Your task -
Reproduce exactly the lines below, from the first through the one containing "x=201, y=93", and nothing more.

Data for analysis -

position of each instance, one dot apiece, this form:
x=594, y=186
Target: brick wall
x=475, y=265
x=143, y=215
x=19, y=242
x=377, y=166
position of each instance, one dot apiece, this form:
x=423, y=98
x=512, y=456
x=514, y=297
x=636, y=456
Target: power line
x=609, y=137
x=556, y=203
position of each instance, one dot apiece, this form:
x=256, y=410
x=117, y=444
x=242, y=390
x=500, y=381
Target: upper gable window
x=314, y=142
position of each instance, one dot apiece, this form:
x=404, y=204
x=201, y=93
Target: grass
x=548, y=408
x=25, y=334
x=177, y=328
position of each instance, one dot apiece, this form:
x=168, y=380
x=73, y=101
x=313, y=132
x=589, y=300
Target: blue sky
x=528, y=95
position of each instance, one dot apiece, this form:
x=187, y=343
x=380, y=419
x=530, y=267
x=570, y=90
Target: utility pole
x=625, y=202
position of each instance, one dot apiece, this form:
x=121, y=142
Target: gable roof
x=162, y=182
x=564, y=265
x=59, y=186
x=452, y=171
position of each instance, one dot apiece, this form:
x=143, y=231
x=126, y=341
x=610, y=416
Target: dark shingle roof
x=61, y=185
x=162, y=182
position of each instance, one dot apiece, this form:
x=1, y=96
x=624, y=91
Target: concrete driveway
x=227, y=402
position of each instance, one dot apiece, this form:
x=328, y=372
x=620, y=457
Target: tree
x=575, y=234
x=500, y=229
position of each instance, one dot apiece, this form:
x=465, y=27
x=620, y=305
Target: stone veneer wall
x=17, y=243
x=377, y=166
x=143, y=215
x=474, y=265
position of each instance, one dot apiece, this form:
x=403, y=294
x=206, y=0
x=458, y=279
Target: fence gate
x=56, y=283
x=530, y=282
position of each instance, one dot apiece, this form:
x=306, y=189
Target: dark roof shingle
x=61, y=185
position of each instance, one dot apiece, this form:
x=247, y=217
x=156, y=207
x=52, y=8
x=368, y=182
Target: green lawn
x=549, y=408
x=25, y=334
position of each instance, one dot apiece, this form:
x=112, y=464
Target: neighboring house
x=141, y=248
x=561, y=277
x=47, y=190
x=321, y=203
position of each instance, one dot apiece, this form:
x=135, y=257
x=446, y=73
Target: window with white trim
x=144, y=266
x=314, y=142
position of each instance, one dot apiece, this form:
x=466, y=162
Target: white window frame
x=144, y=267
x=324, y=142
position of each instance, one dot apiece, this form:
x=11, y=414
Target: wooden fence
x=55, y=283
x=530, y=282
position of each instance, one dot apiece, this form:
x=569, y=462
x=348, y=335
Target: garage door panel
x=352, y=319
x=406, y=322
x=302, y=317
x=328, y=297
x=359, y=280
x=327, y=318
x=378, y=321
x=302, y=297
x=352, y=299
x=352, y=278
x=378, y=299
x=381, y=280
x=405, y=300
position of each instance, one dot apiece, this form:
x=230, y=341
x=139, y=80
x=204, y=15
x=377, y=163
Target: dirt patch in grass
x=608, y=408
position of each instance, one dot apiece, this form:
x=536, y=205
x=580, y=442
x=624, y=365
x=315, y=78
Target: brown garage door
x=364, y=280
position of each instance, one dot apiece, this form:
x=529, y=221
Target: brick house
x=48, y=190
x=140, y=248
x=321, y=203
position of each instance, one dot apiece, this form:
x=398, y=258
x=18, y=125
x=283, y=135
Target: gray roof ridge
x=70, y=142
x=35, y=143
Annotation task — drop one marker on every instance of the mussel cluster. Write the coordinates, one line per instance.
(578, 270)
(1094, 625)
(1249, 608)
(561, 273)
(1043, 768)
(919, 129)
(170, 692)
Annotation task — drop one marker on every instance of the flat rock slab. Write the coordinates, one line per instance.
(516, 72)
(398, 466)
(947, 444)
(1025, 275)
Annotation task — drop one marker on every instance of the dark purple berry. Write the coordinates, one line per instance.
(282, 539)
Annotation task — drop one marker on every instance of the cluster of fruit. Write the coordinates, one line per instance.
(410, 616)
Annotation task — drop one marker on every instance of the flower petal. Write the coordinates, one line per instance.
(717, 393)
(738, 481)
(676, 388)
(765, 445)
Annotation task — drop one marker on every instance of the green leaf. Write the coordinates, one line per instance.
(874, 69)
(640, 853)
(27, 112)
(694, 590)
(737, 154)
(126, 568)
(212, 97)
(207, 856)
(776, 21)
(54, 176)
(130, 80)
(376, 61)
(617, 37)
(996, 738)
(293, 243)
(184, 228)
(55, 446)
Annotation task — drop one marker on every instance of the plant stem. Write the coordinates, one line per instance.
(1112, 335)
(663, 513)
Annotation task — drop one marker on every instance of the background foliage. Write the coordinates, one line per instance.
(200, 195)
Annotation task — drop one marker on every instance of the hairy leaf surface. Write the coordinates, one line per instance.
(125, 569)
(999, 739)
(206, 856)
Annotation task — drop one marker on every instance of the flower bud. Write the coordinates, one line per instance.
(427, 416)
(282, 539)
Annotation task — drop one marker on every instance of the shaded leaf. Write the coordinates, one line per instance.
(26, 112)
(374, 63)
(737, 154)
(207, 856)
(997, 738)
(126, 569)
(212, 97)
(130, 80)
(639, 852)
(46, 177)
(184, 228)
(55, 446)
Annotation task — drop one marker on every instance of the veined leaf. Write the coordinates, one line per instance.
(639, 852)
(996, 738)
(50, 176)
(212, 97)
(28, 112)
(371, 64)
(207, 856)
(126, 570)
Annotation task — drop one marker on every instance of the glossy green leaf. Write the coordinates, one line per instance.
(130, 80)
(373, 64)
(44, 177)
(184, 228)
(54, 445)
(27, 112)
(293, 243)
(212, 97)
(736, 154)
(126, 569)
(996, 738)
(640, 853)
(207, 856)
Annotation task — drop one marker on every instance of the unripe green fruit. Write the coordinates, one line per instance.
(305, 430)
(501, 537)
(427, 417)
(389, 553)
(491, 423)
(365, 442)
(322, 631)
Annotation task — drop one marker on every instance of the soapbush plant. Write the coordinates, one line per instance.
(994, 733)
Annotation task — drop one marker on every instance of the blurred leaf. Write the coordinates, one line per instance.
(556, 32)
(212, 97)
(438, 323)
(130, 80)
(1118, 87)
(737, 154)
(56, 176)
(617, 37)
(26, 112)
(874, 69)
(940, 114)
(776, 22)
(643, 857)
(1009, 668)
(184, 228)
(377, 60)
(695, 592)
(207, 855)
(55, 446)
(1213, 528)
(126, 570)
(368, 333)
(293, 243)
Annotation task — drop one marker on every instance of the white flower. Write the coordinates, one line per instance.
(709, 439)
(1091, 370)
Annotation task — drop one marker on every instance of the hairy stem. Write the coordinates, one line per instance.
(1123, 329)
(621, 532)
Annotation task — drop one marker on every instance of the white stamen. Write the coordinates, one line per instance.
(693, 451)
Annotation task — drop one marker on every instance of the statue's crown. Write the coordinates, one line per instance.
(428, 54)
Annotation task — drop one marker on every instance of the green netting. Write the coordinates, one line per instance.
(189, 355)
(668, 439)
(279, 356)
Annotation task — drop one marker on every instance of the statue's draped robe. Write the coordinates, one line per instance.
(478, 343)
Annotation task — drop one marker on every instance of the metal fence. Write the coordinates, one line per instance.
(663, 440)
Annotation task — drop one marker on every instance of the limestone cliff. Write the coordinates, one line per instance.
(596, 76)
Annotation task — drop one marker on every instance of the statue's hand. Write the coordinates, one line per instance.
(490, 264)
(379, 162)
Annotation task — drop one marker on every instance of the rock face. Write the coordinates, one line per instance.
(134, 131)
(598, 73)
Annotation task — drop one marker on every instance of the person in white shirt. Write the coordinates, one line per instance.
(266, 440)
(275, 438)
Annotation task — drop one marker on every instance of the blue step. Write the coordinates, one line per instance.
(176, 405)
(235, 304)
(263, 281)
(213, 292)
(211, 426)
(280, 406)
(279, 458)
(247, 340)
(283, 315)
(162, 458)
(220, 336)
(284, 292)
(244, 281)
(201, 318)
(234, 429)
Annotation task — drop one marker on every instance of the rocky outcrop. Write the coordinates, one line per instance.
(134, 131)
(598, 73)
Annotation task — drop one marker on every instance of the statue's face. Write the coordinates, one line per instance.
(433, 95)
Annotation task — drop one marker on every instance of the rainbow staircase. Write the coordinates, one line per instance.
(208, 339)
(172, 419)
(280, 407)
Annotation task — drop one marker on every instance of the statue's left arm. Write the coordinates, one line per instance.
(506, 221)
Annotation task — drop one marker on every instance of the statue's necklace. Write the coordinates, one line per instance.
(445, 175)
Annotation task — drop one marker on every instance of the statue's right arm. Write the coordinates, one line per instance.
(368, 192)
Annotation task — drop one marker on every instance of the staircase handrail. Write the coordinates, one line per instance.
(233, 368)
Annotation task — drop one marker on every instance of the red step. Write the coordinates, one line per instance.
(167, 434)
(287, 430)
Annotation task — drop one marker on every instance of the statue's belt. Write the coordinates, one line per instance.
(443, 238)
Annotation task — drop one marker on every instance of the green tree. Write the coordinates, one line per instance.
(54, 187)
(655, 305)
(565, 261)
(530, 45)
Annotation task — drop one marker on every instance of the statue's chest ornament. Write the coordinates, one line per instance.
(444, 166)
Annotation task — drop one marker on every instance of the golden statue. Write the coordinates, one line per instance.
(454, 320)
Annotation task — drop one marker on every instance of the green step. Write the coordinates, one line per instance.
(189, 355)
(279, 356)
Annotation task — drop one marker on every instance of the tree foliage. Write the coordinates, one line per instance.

Task response -
position of each instance, one dot apiece, this form:
x=594, y=186
Target: brick wall
x=475, y=265
x=143, y=215
x=19, y=242
x=377, y=166
position of each instance, one dot apiece, this form:
x=423, y=98
x=512, y=456
x=514, y=297
x=636, y=456
Target: power line
x=609, y=137
x=556, y=203
position of each instance, one dot apiece, this form:
x=256, y=410
x=117, y=444
x=242, y=390
x=500, y=381
Target: upper gable window
x=314, y=142
position of each instance, one dot apiece, this form:
x=404, y=204
x=201, y=93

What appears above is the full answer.